Written task
Print the records again, character for character.

══════

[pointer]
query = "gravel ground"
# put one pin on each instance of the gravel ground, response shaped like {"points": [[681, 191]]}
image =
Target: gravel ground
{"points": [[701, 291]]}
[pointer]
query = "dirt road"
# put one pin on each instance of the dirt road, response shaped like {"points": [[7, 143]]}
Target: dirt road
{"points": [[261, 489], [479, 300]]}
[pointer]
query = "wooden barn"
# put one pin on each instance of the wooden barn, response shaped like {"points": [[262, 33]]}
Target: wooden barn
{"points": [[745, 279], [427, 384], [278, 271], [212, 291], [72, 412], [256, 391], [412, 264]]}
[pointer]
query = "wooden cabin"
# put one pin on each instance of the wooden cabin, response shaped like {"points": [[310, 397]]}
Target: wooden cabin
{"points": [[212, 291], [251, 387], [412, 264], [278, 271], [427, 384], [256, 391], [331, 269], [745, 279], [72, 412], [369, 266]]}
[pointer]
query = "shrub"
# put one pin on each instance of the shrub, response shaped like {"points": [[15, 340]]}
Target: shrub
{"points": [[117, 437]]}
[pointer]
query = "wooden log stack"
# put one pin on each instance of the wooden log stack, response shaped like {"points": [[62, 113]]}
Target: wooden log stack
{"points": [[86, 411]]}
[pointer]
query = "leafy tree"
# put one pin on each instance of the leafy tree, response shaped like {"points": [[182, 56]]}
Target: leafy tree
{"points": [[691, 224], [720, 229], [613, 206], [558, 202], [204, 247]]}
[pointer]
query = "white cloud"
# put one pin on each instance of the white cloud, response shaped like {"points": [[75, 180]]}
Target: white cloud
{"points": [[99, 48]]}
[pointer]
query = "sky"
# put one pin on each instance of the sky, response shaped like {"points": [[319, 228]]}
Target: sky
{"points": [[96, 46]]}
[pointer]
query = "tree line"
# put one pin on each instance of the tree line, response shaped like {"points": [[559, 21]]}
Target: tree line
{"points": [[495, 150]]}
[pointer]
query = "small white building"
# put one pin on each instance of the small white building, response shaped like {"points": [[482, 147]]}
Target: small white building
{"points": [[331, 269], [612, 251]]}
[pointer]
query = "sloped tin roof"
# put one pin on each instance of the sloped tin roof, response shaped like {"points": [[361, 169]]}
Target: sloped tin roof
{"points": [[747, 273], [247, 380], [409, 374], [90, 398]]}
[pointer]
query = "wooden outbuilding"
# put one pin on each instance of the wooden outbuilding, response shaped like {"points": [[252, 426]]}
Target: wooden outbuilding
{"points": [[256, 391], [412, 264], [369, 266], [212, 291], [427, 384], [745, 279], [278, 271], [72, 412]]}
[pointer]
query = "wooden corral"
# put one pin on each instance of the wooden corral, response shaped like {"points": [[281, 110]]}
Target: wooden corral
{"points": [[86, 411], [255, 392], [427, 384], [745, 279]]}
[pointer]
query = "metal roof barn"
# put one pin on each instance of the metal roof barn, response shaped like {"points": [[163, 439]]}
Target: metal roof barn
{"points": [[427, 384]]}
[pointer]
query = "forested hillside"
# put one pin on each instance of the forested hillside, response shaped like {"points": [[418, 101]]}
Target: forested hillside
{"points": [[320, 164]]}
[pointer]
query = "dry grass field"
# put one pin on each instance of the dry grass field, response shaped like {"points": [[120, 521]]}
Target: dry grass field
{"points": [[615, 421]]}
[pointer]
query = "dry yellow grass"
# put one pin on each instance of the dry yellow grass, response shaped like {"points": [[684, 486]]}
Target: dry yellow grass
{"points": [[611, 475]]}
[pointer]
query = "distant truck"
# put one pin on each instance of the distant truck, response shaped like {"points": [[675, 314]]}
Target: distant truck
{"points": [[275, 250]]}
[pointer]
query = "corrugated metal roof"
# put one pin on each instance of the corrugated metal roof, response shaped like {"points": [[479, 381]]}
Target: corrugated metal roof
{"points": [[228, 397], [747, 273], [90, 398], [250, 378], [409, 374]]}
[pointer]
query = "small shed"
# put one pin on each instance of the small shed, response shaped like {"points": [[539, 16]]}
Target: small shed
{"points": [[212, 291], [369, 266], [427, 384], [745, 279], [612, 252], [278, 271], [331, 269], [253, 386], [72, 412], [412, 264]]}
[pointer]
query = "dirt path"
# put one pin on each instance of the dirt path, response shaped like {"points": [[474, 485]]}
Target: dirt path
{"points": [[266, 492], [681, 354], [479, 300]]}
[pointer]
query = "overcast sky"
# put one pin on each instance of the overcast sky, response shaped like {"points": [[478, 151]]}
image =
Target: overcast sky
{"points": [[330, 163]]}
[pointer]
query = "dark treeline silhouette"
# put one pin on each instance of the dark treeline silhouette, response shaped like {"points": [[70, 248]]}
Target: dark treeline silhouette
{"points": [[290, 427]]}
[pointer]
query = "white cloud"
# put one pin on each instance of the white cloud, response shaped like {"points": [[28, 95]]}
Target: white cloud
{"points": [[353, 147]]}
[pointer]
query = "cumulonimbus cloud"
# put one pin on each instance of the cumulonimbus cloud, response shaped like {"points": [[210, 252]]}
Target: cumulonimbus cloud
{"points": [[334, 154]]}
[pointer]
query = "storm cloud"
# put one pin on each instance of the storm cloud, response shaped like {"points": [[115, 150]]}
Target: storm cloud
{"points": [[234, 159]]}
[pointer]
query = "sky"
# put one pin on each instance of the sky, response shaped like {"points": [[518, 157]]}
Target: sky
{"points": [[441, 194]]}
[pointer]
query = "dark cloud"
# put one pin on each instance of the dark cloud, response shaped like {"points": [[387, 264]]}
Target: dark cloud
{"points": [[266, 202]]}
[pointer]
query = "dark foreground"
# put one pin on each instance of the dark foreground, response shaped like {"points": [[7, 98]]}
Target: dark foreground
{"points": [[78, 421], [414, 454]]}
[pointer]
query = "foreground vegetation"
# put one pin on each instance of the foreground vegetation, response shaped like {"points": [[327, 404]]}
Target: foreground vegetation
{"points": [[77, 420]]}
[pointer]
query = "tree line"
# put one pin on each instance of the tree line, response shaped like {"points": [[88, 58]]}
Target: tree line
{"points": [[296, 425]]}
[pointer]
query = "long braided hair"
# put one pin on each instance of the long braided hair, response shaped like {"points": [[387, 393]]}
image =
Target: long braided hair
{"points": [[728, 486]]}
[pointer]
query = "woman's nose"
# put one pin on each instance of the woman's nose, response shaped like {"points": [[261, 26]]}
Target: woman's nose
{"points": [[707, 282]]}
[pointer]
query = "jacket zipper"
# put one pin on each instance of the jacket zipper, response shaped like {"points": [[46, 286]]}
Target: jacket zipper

══════

Result for this exercise
[pointer]
query = "gravel ground"
# put one pin on each instance of the gravel ground, response shaped like {"points": [[681, 191]]}
image =
Target: gravel ground
{"points": [[701, 291]]}
[pointer]
query = "dirt road"
# put one pin on each instance of the dirt road, response shaped like {"points": [[7, 143]]}
Target: dirt road
{"points": [[261, 489], [479, 300]]}
[pointer]
query = "wooden barn"
# put one pin on each instance of the wooden barn, response shaped like {"points": [[262, 33]]}
Target: wooden barn
{"points": [[745, 279], [427, 384], [278, 271], [212, 291], [72, 412], [256, 391], [412, 264]]}
[pointer]
query = "wooden cabin"
# put one pin on each instance of the wooden cabin, response shaped like {"points": [[310, 397]]}
Target: wooden cabin
{"points": [[212, 291], [251, 387], [412, 264], [278, 271], [427, 384], [256, 391], [331, 269], [745, 279], [72, 412], [369, 266]]}
[pointer]
query = "shrub"
# put one pin on each instance of the shrub, response shaped like {"points": [[15, 340]]}
Target: shrub
{"points": [[117, 437]]}
[pointer]
query = "wooden log stack"
# put one pin on each instance of the wooden log stack, response shaped like {"points": [[62, 113]]}
Target: wooden log stack
{"points": [[86, 411]]}
[pointer]
query = "leafy tree"
# put one pin on each instance of the leafy tree, response shaped like {"points": [[182, 56]]}
Target: leafy tree
{"points": [[691, 224], [720, 229], [613, 206], [558, 202], [204, 247]]}
[pointer]
query = "white cloud"
# put one pin on each instance of the white cloud, response shaped like {"points": [[75, 180]]}
Target: white cloud
{"points": [[99, 48]]}
[pointer]
query = "sky"
# put one pin on each instance of the sky, response shaped like {"points": [[319, 228]]}
Target: sky
{"points": [[96, 46]]}
[pointer]
query = "tree line"
# put one pin on each instance of the tree line, response shaped like {"points": [[559, 21]]}
Target: tree line
{"points": [[495, 150]]}
[pointer]
query = "small white building"
# put one pin on each instance of the small white building, response shaped like {"points": [[482, 147]]}
Target: small white building
{"points": [[331, 269], [612, 251]]}
[pointer]
query = "sloped tin roof"
# put one pin on each instance of the sloped tin roof, response shaped like {"points": [[361, 169]]}
Target: sloped tin roof
{"points": [[747, 273], [247, 380], [409, 374], [90, 398]]}
[pointer]
query = "wooden outbuilding"
# put one pin on each instance of the wooden outbuilding, response shaped like {"points": [[252, 426]]}
Target: wooden outbuilding
{"points": [[256, 391], [412, 264], [369, 266], [212, 291], [427, 384], [745, 279], [278, 271], [72, 412]]}
[pointer]
query = "wooden corral"
# put one pin on each instance of the wooden corral, response shaped like {"points": [[281, 110]]}
Target: wooden corral
{"points": [[86, 411], [255, 392], [427, 384], [745, 279]]}
[pointer]
query = "metal roof barn"
# put one pin on each instance of the metal roof barn, response shaped like {"points": [[163, 439]]}
Target: metal roof barn
{"points": [[427, 384]]}
[pointer]
query = "forested hillside"
# put one pin on each instance of the forested hillside, response shaped like {"points": [[418, 101]]}
Target: forested hillside
{"points": [[320, 164]]}
[pointer]
query = "dry grass field"
# put one pin on each instance of the dry grass field, response shaped like {"points": [[120, 521]]}
Target: dry grass field
{"points": [[615, 421]]}
[pointer]
query = "dry yellow grass"
# put one pin on each instance of the dry yellow grass, response shaped like {"points": [[684, 486]]}
Target: dry yellow grass
{"points": [[611, 475]]}
[pointer]
query = "distant truck"
# put one pin on each instance of the distant truck, response shaped like {"points": [[675, 314]]}
Target: distant truck
{"points": [[275, 250]]}
[pointer]
query = "corrugated metal roof"
# put one pin on each instance of the corrugated metal roof, response shaped like {"points": [[479, 381]]}
Target: corrugated metal roof
{"points": [[228, 397], [747, 273], [90, 398], [250, 378], [409, 374]]}
[pointer]
query = "small shed"
# put one pin on each instance of the small shed, response shaped like {"points": [[539, 16]]}
Target: small shed
{"points": [[212, 291], [369, 266], [427, 384], [745, 279], [612, 252], [278, 271], [331, 269], [253, 386], [72, 412], [412, 264]]}
[pointer]
query = "dirt path"
# put one pin on each instance of the dirt path, response shaped like {"points": [[474, 485]]}
Target: dirt path
{"points": [[266, 492], [681, 354], [479, 300]]}
[pointer]
query = "overcast sky"
# put one pin on each instance of the overcast sky, response shaped like {"points": [[478, 151]]}
image =
Target: overcast sky
{"points": [[330, 163]]}
[pointer]
query = "dark treeline silhouette"
# put one pin on each instance of the dark treeline silhouette, response shaped like {"points": [[70, 248]]}
Target: dark treeline silhouette
{"points": [[290, 427]]}
[pointer]
query = "white cloud"
# put one pin on each instance of the white cloud, response shaped like {"points": [[28, 95]]}
Target: white cloud
{"points": [[353, 147]]}
[pointer]
query = "cumulonimbus cloud"
# put one pin on each instance of the cumulonimbus cloud, response shaped like {"points": [[210, 252]]}
Target: cumulonimbus cloud
{"points": [[334, 154]]}
[pointer]
query = "storm cloud"
# put one pin on each instance of the storm cloud, response shaped like {"points": [[115, 150]]}
Target: storm cloud
{"points": [[234, 159]]}
[pointer]
query = "sky"
# put one pin on each instance of the sky, response shaped like {"points": [[518, 157]]}
Target: sky
{"points": [[441, 194]]}
[pointer]
query = "dark cloud"
# put one pin on each instance of the dark cloud, response shaped like {"points": [[387, 264]]}
Target: dark cloud
{"points": [[266, 202]]}
[pointer]
query = "dark foreground"
# put one pin on each instance of the dark foreground, response shaped like {"points": [[7, 98]]}
Target: dark foreground
{"points": [[78, 421], [414, 454]]}
[pointer]
query = "foreground vegetation"
# put one pin on each instance of the foreground vegetation, response shaped like {"points": [[327, 404]]}
Target: foreground vegetation
{"points": [[77, 420]]}
[pointer]
query = "tree line"
# put one pin on each instance of the tree line, response shaped like {"points": [[88, 58]]}
Target: tree line
{"points": [[296, 425]]}
[pointer]
query = "long braided hair"
# put one pin on each instance of the long braided hair, response shaped like {"points": [[387, 393]]}
image =
Target: long braided hair
{"points": [[728, 486]]}
[pointer]
query = "woman's nose"
# put one pin on each instance of the woman's nose, response shaped like {"points": [[261, 26]]}
Target: woman's nose
{"points": [[707, 282]]}
[pointer]
query = "jacket zipper"
# put one pin on each instance of the jacket zipper, response shaped like {"points": [[46, 286]]}
Target: jacket zipper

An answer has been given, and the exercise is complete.